[Image-grounded pointing data]

#####

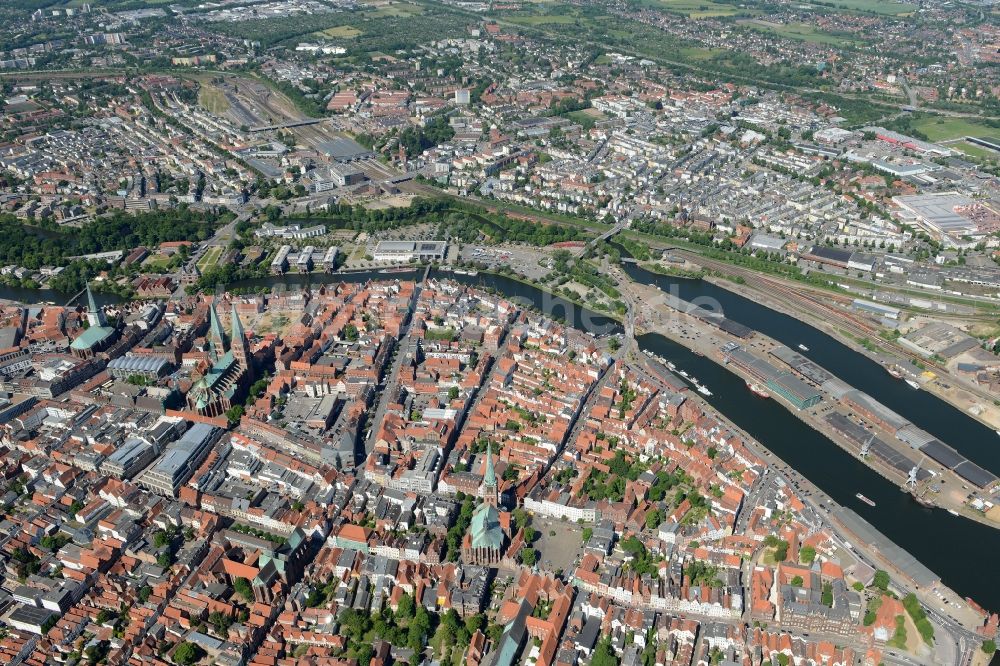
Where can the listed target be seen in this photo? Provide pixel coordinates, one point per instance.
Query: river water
(957, 549)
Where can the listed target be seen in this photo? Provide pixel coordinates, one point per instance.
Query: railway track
(815, 304)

#####

Could the data above be returned in full, exactly, with every image left out?

Where can the listed target be seen in this photo? Provide pixel coordinates, one point per instance.
Query: river water
(957, 549)
Where can the listed target be seen in this photo? Provide pixel coordinates, one point per instance.
Query: railway track
(815, 304)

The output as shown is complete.